==== Extracted data ====

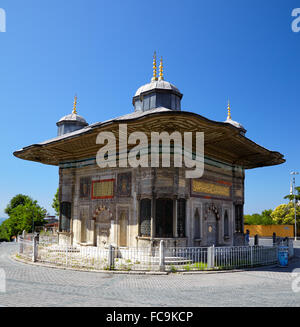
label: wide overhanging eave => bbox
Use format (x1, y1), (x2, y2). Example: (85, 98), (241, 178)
(13, 110), (285, 169)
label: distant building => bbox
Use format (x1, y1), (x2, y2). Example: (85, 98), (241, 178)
(43, 216), (59, 232)
(14, 54), (285, 248)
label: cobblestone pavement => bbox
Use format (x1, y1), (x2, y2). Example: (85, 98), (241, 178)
(0, 242), (300, 307)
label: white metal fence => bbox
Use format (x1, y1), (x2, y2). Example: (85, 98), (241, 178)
(17, 236), (285, 272)
(17, 238), (34, 261)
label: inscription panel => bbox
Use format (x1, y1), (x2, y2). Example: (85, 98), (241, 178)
(191, 179), (231, 199)
(92, 179), (114, 199)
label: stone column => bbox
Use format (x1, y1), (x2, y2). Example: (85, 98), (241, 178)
(151, 196), (156, 238)
(173, 198), (178, 238)
(70, 168), (77, 246)
(159, 240), (165, 272)
(32, 235), (38, 262)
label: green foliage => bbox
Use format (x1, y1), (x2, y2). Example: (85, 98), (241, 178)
(0, 194), (47, 240)
(284, 186), (300, 202)
(52, 188), (60, 217)
(184, 262), (208, 271)
(244, 209), (274, 225)
(271, 202), (300, 225)
(245, 187), (300, 227)
(5, 194), (31, 216)
(0, 220), (11, 241)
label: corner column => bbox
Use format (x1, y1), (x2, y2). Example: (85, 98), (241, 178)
(173, 197), (178, 238)
(151, 195), (156, 238)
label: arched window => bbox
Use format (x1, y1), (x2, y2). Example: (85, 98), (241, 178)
(177, 199), (186, 238)
(194, 208), (201, 239)
(224, 210), (229, 238)
(139, 199), (151, 237)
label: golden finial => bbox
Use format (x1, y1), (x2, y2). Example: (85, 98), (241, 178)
(227, 99), (231, 120)
(151, 51), (158, 82)
(159, 56), (164, 81)
(72, 95), (77, 114)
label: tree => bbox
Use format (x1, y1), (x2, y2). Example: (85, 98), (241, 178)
(5, 194), (31, 216)
(52, 188), (60, 217)
(0, 194), (47, 240)
(271, 202), (300, 225)
(260, 209), (274, 225)
(244, 209), (274, 225)
(0, 220), (10, 241)
(244, 213), (262, 225)
(284, 186), (300, 202)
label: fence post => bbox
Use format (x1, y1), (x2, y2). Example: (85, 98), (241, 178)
(19, 235), (23, 254)
(288, 239), (294, 258)
(272, 232), (276, 246)
(66, 246), (68, 266)
(207, 246), (215, 269)
(159, 240), (165, 272)
(32, 235), (38, 262)
(250, 246), (253, 267)
(108, 245), (115, 270)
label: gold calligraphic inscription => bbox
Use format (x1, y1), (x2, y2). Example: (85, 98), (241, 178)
(92, 180), (114, 199)
(192, 180), (230, 197)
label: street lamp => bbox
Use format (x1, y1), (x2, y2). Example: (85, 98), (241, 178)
(291, 171), (299, 241)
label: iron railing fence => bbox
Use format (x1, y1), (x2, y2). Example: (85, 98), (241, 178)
(164, 246), (278, 272)
(16, 237), (282, 272)
(37, 243), (111, 269)
(19, 232), (58, 244)
(113, 247), (160, 271)
(38, 234), (58, 245)
(17, 236), (34, 260)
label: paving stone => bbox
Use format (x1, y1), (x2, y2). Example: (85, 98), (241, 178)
(0, 242), (300, 307)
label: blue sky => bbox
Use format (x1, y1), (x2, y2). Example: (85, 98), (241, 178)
(0, 0), (299, 217)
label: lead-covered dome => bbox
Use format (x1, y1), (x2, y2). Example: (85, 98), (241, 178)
(58, 113), (87, 124)
(224, 101), (246, 135)
(56, 96), (88, 136)
(132, 54), (183, 112)
(134, 80), (181, 97)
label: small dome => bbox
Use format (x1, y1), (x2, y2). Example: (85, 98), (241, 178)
(58, 113), (87, 124)
(135, 80), (181, 97)
(225, 118), (246, 134)
(56, 96), (88, 136)
(133, 54), (183, 112)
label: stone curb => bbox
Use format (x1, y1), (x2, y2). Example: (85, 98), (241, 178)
(11, 253), (283, 275)
(11, 254), (169, 275)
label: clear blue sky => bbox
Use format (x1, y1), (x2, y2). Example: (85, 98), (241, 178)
(0, 0), (299, 217)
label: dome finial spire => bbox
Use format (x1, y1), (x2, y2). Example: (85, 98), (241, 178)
(151, 51), (158, 82)
(73, 94), (77, 114)
(227, 99), (231, 120)
(159, 56), (164, 81)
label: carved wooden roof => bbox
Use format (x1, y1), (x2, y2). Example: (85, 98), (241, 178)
(13, 109), (285, 169)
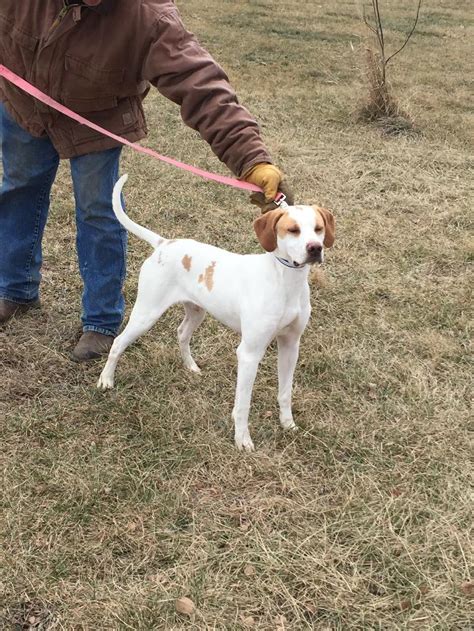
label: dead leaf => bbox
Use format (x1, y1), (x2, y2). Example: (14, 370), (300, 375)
(243, 564), (256, 577)
(239, 516), (250, 530)
(305, 602), (317, 614)
(399, 598), (411, 611)
(367, 383), (377, 399)
(175, 596), (195, 616)
(460, 581), (474, 597)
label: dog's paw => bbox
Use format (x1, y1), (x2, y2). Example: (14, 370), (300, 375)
(182, 356), (201, 374)
(97, 373), (114, 390)
(280, 416), (298, 431)
(235, 432), (255, 452)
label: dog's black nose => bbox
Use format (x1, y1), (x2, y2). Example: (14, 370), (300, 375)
(306, 242), (322, 255)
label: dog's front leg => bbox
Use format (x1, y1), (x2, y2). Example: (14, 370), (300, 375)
(276, 332), (301, 430)
(232, 338), (268, 451)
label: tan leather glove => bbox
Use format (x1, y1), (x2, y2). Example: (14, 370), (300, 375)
(243, 163), (294, 213)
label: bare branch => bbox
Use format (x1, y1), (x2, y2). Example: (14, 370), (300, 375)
(360, 3), (377, 36)
(386, 0), (422, 66)
(371, 0), (385, 61)
(374, 0), (385, 52)
(363, 12), (380, 39)
(373, 0), (386, 82)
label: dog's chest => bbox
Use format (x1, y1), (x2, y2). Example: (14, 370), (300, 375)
(272, 282), (310, 331)
(276, 303), (304, 331)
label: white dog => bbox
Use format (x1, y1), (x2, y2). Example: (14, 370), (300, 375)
(98, 175), (335, 451)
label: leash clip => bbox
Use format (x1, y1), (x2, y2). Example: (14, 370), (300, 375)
(274, 192), (289, 210)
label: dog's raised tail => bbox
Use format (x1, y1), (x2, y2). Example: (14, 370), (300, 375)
(113, 174), (163, 248)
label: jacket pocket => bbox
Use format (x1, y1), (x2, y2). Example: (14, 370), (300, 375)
(70, 97), (143, 145)
(0, 13), (39, 75)
(63, 54), (124, 99)
(63, 95), (118, 113)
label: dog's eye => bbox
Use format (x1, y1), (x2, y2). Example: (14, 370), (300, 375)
(288, 227), (300, 234)
(315, 227), (323, 233)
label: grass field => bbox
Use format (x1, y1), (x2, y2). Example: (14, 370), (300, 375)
(1, 0), (473, 628)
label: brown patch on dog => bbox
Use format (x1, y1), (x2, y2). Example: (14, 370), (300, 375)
(313, 206), (335, 248)
(182, 255), (192, 271)
(313, 209), (325, 233)
(198, 261), (216, 291)
(277, 213), (300, 238)
(253, 209), (285, 252)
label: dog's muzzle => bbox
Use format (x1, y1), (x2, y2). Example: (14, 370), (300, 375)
(305, 242), (323, 265)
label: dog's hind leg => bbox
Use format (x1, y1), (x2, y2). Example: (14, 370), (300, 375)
(97, 300), (173, 390)
(177, 302), (206, 373)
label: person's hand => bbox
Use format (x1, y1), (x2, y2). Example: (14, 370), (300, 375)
(243, 163), (294, 213)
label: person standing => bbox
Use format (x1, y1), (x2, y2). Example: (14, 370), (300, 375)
(0, 0), (292, 360)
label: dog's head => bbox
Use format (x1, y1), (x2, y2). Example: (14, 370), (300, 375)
(253, 205), (335, 267)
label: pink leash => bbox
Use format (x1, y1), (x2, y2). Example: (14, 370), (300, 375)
(0, 64), (262, 194)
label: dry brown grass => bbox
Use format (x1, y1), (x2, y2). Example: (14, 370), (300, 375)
(355, 1), (421, 134)
(1, 0), (473, 629)
(356, 48), (414, 135)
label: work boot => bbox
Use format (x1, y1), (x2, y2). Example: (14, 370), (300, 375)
(0, 298), (41, 324)
(71, 331), (114, 362)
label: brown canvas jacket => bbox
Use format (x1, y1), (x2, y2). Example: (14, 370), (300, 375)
(0, 0), (271, 175)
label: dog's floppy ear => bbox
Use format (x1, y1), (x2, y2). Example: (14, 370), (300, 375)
(318, 207), (335, 248)
(253, 209), (285, 252)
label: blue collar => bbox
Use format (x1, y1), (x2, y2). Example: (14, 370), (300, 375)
(274, 256), (307, 270)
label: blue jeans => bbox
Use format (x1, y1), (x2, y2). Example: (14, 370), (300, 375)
(0, 103), (126, 336)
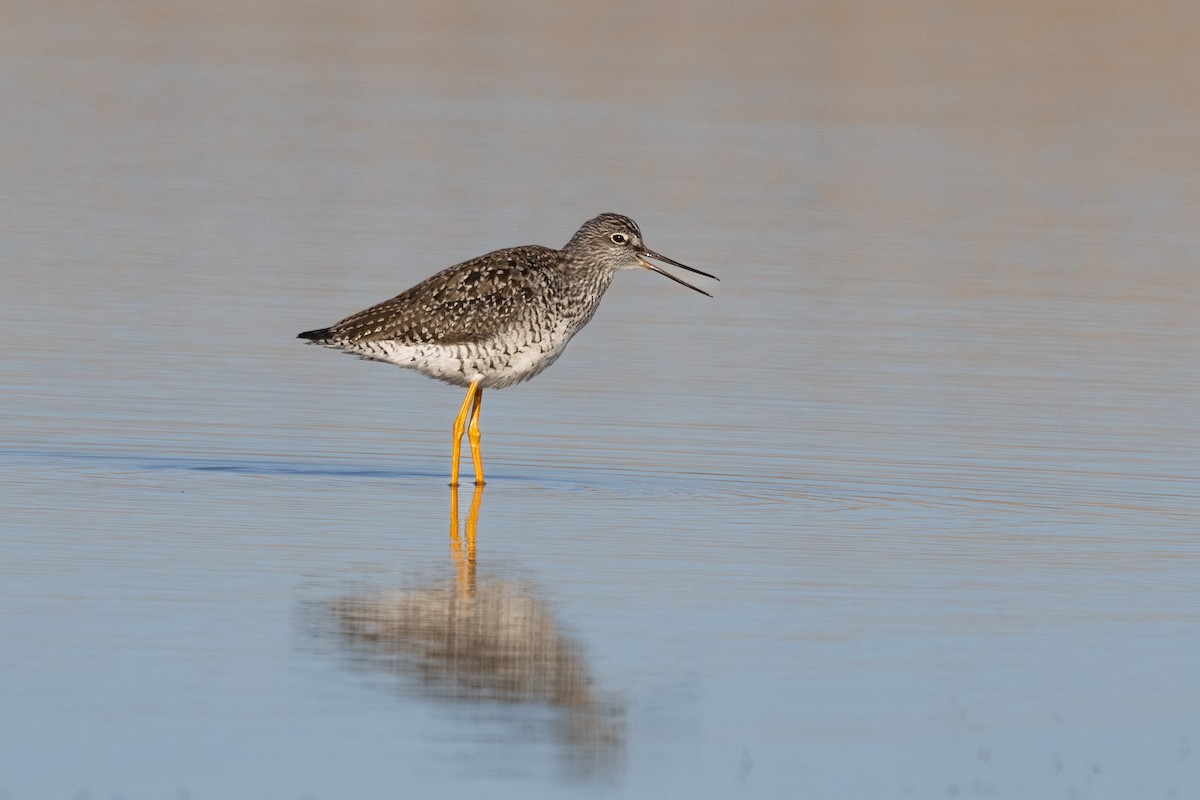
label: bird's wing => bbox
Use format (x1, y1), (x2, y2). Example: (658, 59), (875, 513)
(323, 246), (560, 346)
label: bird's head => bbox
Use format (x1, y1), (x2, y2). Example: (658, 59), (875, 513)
(564, 213), (718, 297)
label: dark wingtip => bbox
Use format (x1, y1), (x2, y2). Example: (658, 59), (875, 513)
(297, 328), (330, 341)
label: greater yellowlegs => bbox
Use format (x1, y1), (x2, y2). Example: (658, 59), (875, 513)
(298, 213), (717, 486)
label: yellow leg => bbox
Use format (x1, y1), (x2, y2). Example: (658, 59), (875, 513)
(466, 387), (485, 486)
(450, 381), (480, 487)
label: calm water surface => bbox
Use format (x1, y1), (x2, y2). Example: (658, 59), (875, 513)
(2, 2), (1198, 798)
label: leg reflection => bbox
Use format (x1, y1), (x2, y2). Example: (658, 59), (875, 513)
(449, 484), (483, 597)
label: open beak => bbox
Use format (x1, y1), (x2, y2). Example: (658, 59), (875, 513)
(636, 249), (720, 298)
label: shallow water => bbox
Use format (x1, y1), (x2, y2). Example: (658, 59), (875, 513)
(2, 2), (1198, 798)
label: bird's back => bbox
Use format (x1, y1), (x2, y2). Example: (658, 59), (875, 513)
(299, 245), (566, 347)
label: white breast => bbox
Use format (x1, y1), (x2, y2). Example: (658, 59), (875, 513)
(337, 318), (580, 389)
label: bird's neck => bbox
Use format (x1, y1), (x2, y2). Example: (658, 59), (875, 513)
(563, 265), (616, 331)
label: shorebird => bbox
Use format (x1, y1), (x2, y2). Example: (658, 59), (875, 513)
(298, 213), (717, 485)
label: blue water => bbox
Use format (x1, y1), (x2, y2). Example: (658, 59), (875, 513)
(2, 2), (1198, 798)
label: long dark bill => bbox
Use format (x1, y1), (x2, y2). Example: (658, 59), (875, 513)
(638, 249), (720, 298)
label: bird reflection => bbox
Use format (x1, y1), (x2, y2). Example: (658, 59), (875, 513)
(333, 486), (623, 780)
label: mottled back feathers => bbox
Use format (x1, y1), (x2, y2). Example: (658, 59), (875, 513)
(299, 245), (566, 348)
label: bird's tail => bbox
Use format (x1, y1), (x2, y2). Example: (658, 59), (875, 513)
(297, 328), (333, 343)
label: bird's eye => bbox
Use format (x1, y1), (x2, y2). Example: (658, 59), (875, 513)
(610, 233), (628, 244)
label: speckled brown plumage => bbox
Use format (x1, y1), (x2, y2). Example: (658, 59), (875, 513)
(299, 244), (598, 389)
(307, 245), (565, 349)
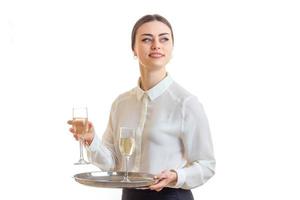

====

Exercise goal:
Pull every line containing "back" from the data.

Exercise output:
label: bird's back => bbox
label: mottled back feathers => bbox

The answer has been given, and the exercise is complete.